Direction: Output the material below in its entirety, exactly as given.

--- start of Recorded data ---

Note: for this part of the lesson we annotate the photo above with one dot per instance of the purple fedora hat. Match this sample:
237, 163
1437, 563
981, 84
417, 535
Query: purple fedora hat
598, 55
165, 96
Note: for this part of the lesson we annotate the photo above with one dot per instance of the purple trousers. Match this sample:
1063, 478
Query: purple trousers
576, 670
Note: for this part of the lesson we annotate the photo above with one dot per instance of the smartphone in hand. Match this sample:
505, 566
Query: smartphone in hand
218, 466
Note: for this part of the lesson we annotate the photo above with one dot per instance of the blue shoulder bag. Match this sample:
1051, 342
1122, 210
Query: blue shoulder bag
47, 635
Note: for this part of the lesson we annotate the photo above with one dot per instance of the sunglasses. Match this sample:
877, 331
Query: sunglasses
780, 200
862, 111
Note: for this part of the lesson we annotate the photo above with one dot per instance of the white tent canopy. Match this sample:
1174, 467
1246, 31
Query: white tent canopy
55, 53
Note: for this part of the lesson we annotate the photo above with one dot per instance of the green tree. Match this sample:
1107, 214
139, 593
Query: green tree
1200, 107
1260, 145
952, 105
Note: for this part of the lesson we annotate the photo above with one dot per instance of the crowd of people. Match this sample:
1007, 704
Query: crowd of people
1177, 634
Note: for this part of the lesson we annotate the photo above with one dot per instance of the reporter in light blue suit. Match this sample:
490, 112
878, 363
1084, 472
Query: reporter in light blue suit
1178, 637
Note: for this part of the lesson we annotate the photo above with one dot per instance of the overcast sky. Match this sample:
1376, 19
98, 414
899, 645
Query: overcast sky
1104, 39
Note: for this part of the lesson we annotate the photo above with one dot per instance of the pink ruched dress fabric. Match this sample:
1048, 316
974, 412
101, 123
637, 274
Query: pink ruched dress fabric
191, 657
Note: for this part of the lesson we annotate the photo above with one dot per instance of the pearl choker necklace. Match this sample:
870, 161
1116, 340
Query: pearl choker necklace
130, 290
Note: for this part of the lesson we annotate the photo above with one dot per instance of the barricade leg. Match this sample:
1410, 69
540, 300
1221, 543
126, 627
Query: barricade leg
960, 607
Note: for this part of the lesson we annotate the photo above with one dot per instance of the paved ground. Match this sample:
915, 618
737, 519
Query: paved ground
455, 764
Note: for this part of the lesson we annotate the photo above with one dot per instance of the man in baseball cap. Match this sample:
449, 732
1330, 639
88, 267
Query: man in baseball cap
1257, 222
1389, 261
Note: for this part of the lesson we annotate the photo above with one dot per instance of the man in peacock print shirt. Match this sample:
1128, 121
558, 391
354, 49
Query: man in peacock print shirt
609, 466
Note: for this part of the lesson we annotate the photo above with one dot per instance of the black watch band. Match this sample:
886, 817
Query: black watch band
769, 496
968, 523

--- end of Recorded data ---

Reply to the task:
Note: for this part of the lesson we annotate the photo above with one dot per instance of the purple fedora hat. Match this sample:
237, 163
1437, 563
981, 84
417, 535
Query: purple fedora hat
598, 55
165, 96
Note: for this part of the lesson we annotate the photo above with one dot per instance of the purple trousers. Match this sample:
1063, 478
Query: purple trousers
576, 670
Note: for this part of the lesson we annotate the photo above with one dot per instance of the smartphone in hand. Match this sample:
505, 566
Query: smartphone in hand
218, 466
Note: for this part of the lesson we annotate the photo above with one dot per instance of the blue shoulder bag. Match this sample:
1051, 342
1122, 210
Query: blue shoulder bag
47, 635
Note: for this part of the lesson we annotate the photo above with one dot per instance of the sunglasses. Match this sample:
877, 331
Query: sunglasses
780, 200
862, 111
Note: for this part of the lesson we annotate the photo above with one dot per instance of the white tent canopy. Match this sample:
1174, 467
1246, 31
Query: white tent canopy
55, 53
Note: for this part of the lesson we annotate the photo above with one dot per instance of the green tree. Match this sample:
1107, 214
139, 593
Query: green tree
1200, 107
1260, 145
952, 105
Note: for this part of the lesson we annotate the photo above with one dot per instance of the crowd of people. Match this sample:
1007, 704
Query: crowd of people
1177, 634
Note: for this part of the lesson we annotate the photo above with one dot per instance of the reporter in light blue suit. Match this sample:
490, 112
878, 363
1084, 472
Query: reporter in light blue suit
1178, 637
Note: for this part of the lesson we annotate the photo above with one dot per instance of the overcast sky. Match this sample:
1376, 19
98, 414
899, 645
Query: overcast sky
1104, 39
Note: for this part of the lesson we annotate the photo above with one dot per instance of the pink ruched dress fabric. Match this sample:
1048, 316
974, 412
101, 123
637, 274
Query: pink ruched dress fabric
191, 657
Note: for this part of the lesson we annotate the photo above with one dot per instance of the pearl choker necklace. Match this sample:
870, 161
1116, 340
Query: pearl choker necklace
130, 290
Note: for this part of the lesson we annotate the photo above with one dot per instance of the barricade leg. Match this sample:
1410, 69
540, 300
1221, 543
126, 627
Query: barricade leg
960, 607
Note: for this part of the lesson we annotate the photo above with one dot per instance of the paved ground. Match this sample:
915, 618
737, 519
Query: paved ground
455, 764
Note: for this part of the lesson we annotate the photo above with one dot per instance of the man in baseball cap. Match this sample:
449, 732
1330, 639
88, 267
Query: man in baseball cap
1257, 222
1389, 261
Note: for this part of the lesson we annotate the photo above with one dot per instance of the man in peacock print shirt. Match this sample:
1128, 121
558, 391
354, 49
Query: man in peacock print shirt
609, 466
Note: for this part of the lesson we annotate the photo above with one dot per instance of the black watch band. Match this sample:
886, 817
Query: black watch band
769, 496
968, 523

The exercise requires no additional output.